Выбрать главу

Немудрено, что даже в статье, опубликованной в журнале официальных китайских профсоюзов, говорилось: «В раннекапиталистических обществах были широко распространены подавление основных прав рабочих и контроль за ними. Сегодня подобная практика почти полностью исчезла и существует только в социалистических (!!! — В. Б.) cтранах — таких, как наша».

В 2001 г. зарегистрировано более 1 млн. несчастных случаев на производстве (сравнительно с 2000 г. — рост на 20%), в т. ч. более 100 тыс. — со смертельным исходом (рост на 10,4%). В Китае добывается 25% мирового угля, но происходит 80% мировых несчастных случаев в шахтах со смертельным исходом. Ежегодно гибнут 5–6 тыс. шахтеров, в 2002 г., по предварительным подсчетам — 10 тыс. — печальный рекорд.

━━━━━━━━━━━━━━━━

ЗАДАНИЕ 1 → Какая доля мировых несчастных случаев со смертельным исходом в шахтах приходится на Китай, согласно тексту о положении рабочих в Китае?
ЗАДАНИЕ 2 → Перепишите участок текста о положении рабочих в Китае от слов «В 2001 г. зарегистрировано» до слов «10 тыс. — печальный рекорд.», заменив «шахтеров» на «горняков».
ЗАДАНИЕ 3 → Продолжите текст о положении рабочих в Китае после его последнего предложения.

ИСХОДНЫЕ ДАННЫЕ →

━━━━━━━━━━━━━━━━

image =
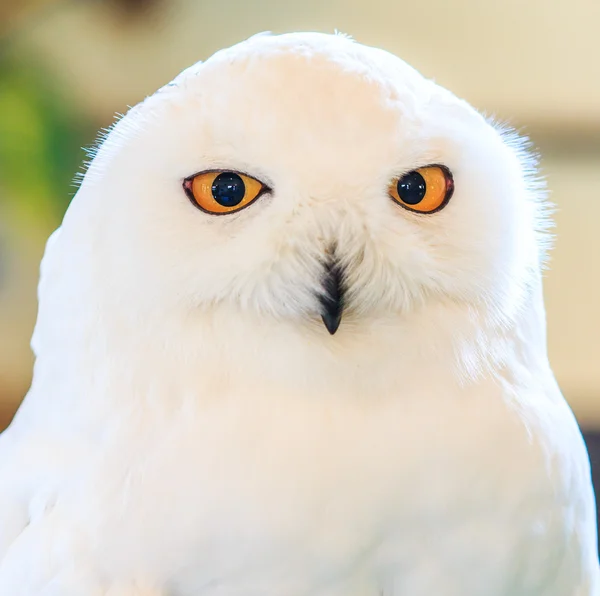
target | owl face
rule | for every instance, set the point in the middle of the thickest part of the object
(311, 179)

━━━━━━━━━━━━━━━━

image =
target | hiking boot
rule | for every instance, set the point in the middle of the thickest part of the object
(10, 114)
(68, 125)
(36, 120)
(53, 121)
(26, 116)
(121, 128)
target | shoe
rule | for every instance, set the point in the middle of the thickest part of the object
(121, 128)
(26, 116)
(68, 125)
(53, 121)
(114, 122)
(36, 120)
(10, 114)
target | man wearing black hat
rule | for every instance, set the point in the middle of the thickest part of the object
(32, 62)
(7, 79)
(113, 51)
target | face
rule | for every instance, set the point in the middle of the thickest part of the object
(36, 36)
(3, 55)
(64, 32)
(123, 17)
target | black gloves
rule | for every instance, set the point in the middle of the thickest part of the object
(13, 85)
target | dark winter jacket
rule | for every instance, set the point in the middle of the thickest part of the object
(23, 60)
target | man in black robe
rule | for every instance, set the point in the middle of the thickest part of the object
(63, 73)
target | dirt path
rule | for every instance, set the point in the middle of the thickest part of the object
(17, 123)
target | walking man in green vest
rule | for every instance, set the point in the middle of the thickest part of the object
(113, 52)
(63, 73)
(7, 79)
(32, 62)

━━━━━━━━━━━━━━━━

ОТВЕТ 1 → 80%.

ОТВЕТ 2 →
В 2001 г. зарегистрировано более 1 млн. несчастных случаев на производстве (сравнительно с 2000 г. — рост на 20%), в т. ч. более 100 тыс. — со смертельным исходом (рост на 10,4%). В Китае добывается 25% мирового угля, но происходит 80% мировых несчастных случаев в шахтах со смертельным исходом. Ежегодно гибнут 5–6 тыс. горняков, в 2002 г., по предварительным подсчетам — 10 тыс. — печальный рекорд.

ОТВЕТ 3 →
С началом «политики реконструкции» в 1997 г. по официальной статистике уволено 11,5 млн. рабочих, в 1998 г. — 8,9 млн., в каждом последующем году — по 5–6 млн. До 2010 г. государственные предприятия, чтобы стать конкурентоспособными, должны уволить еще 25–40 млн. человек.

Массовые увольнения привели в 2001–2002 гг. к взрывам пролетарской борьбы в традиционных промышленных центрах Северо-Восточного Китая — Дацзыне (где поднялись нефтяники), Ляоюане (металлурги), Фушане (шахтеры). Протестующие против увольнений пролетарии выходили на дикие демонстрации, блокировали, а иногда и захватывали здания местной администрации, перекрывали улицы, шоссе и железные дороги. Перед китайской буржуазией вновь возник грозный призрак пролетарской классовой борьбы, борьбы, презирающей буржуазную легальность и ставящей право на жизнь выше права собственности [см. 232, с. 133–134].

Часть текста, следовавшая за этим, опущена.